### Artikeltext
/---

Drama dahoam: Atletico mauert Bayern raus

3.5.2016, 22:43 Uhr
Immer diese Spanier, immer dieses verflixtes Halbfinale: Der FC Bayern hat das Finale wieder verpasst.

© AP Photo/Matthias Schrader Immer diese Spanier, immer dieses verflixtes Halbfinale: Der FC Bayern hat das Finale wieder verpasst.

Der Tiger explo­dierte nach 37 Minuten. Normalerwei­se sitzt der Co-Trainer so still auf der Bank des FC Bayern München, dass man ihn kaum wahrnimmt. Kurzum: Es braucht viel, um Hermann Gerland aus der Fassung zu bringen. Diego Simeone hatte es kurz vor Ende der ersten Halbzeit geschafft. So sehr, dass Franck Ribery "El Cholo", wie sie den Trainer von Atletico Madrid aufgrund seiner schlechten Manieren in Spanien nennen, alle Kräfte auf­wenden musste, um eine handfeste Keilerei mit Gerland an der Seitenaus­linie zu verhindern.

\---

### Aufgabe 1
Gib die Stelle im Artikel über das Halbfinale zwischen dem FC Bayern und Atletico Madrid wortgetreu wieder, und zwar zwischen „Drama dahoam: Atletico“ und „Seitenaus­linie zu verhindern.“, beide eingeschlossen.
### Aufgabe 2
Setze den Artikel über das Halbfinal-Aus des FC Bayern gegen Atletico Madrid im Anschluss an seinen letzten Satz fort.
Das Material steht in keinem Zusammenhang mit dem Artikel.

### Datenauszug
/---

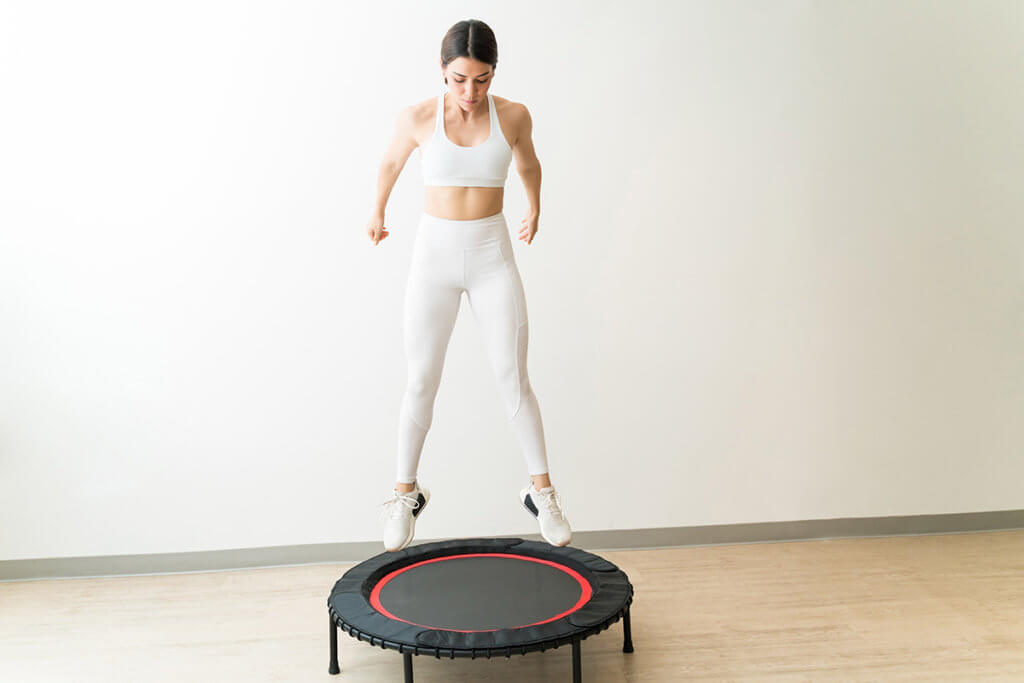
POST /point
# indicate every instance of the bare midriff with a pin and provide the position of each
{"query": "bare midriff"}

\---

### Antwort 1
Drama dahoam: Atletico mauert Bayern raus

3.5.2016, 22:43 Uhr
Immer diese Spanier, immer dieses verflixtes Halbfinale: Der FC Bayern hat das Finale wieder verpasst.

© AP Photo/Matthias Schrader Immer diese Spanier, immer dieses verflixtes Halbfinale: Der FC Bayern hat das Finale wieder verpasst.

Der Tiger explo­dierte nach 37 Minuten. Normalerwei­se sitzt der Co-Trainer so still auf der Bank des FC Bayern München, dass man ihn kaum wahrnimmt. Kurzum: Es braucht viel, um Hermann Gerland aus der Fassung zu bringen. Diego Simeone hatte es kurz vor Ende der ersten Halbzeit geschafft. So sehr, dass Franck Ribery "El Cholo", wie sie den Trainer von Atletico Madrid aufgrund seiner schlechten Manieren in Spanien nennen, alle Kräfte auf­wenden musste, um eine handfeste Keilerei mit Gerland an der Seitenaus­linie zu verhindern.

### Antwort 2
Markige Worte aus Madrid

"Wir sterben füreinander, jeder kämpft für den anderen. Das werden wir morgen auch wieder zeigen", hat­te Stürmer Fernando Torres vor dem Rückspiel im Halbfinale der Champi­ons League angekündigt. Vor allem aber ging es Atletico Madrid von Beginn an in München nur darum, wann immer möglich Zeit von der Uhr zu nehmen und zu provozieren. "Um ins Finale nach Mailand zu fahren", sagte Mittelfeldspieler Gabi, "muss man die besten Mannschaften schlagen. Und Bayern ist eine der bes­ten. Aber wir haben unsere Möglich­keiten." Am Ende reichte eine einzige aus, um mit einem 1:2 (0:1) das Finale am 28. Mai in Mailand zu erreichen.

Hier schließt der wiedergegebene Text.